WORK REQUEST
Please take the records that follow and repeat exactly the lines starting with the line with "column 757, row 225" and going on through the line with "of the finger".

DATA TO USE

_____

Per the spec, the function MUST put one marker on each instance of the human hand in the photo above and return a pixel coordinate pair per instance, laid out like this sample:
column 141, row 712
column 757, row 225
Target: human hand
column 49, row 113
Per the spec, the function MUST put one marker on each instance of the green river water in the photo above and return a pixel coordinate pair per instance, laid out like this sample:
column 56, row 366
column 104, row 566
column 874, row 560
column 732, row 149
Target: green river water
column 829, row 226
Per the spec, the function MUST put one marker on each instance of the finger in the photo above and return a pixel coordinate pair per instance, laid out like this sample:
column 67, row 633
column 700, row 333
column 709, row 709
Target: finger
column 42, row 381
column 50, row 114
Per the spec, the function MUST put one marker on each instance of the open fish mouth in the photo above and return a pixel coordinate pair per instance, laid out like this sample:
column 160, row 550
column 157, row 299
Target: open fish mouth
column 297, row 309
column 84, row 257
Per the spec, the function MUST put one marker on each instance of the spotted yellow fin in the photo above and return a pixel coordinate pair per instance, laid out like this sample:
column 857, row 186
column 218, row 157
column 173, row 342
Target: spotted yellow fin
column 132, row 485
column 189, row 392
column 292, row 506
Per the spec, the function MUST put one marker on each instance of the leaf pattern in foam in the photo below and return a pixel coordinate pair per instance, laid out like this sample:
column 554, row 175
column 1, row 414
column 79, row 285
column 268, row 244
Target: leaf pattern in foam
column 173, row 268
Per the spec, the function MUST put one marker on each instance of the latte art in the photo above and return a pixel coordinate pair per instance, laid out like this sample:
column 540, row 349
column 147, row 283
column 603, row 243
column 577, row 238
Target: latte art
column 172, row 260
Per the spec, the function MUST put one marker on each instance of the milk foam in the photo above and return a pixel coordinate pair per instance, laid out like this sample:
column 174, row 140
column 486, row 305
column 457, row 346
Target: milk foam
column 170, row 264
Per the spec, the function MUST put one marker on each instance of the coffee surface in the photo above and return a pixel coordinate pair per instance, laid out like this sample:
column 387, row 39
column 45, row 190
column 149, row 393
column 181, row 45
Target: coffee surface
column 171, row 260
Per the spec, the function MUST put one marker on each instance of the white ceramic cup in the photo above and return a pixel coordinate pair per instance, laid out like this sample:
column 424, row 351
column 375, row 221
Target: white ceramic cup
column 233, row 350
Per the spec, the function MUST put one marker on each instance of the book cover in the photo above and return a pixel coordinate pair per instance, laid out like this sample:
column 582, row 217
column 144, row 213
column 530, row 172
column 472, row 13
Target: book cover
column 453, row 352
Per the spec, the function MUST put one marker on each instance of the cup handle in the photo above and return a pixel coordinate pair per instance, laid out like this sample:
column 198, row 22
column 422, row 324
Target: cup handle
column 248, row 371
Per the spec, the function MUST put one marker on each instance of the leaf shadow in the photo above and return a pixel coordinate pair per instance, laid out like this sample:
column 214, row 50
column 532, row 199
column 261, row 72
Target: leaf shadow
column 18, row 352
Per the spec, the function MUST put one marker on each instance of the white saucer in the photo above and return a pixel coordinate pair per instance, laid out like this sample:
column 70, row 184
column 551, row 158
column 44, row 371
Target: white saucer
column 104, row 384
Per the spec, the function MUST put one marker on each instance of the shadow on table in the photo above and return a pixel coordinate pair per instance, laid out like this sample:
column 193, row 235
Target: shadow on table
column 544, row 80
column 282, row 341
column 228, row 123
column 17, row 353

_____

THE COMPLETED TASK
column 757, row 225
Target: human hand
column 49, row 113
Per the spec, the function MUST put one marker on each instance of the green river water in the photo above and return a pixel coordinate pair per instance, laid out like this sample:
column 56, row 366
column 104, row 566
column 874, row 560
column 732, row 149
Target: green river water
column 829, row 226
Per the spec, the function MUST put one marker on each instance of the finger in the photo above and return a pixel coordinate pair per instance, laid out like this sample:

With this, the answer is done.